- _AIM_: Reproduce the listing below, substituting "red coat" for every occurrence of "pink jacket" and keeping everything else the same. Omit the pictures from your output.

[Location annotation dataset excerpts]

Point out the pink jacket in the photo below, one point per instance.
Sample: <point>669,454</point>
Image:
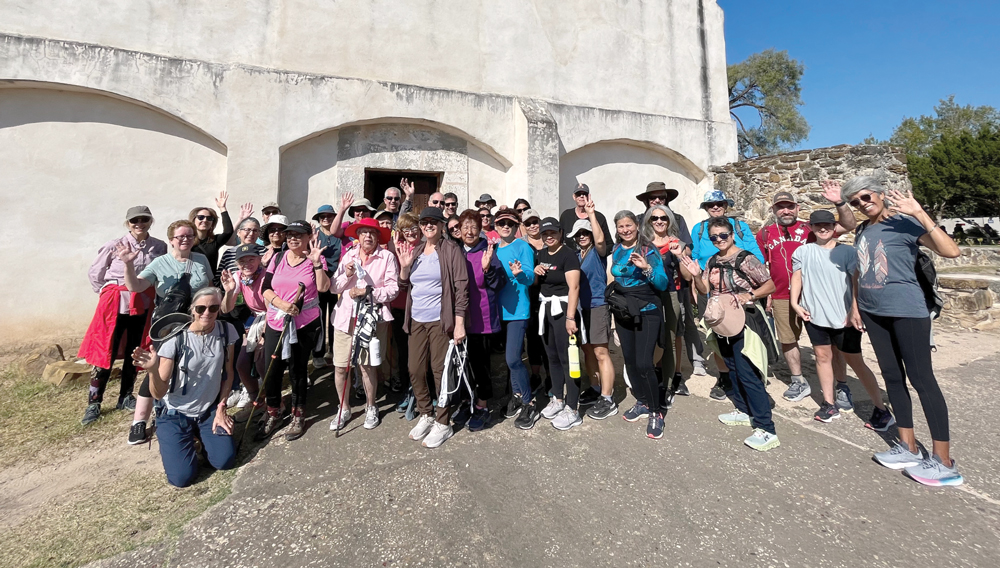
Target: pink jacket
<point>382,274</point>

- _RESPONSE TO THE TASK_:
Point out the red coat in the photo below, one point per instance.
Sample: <point>669,454</point>
Image:
Target: red coat
<point>382,274</point>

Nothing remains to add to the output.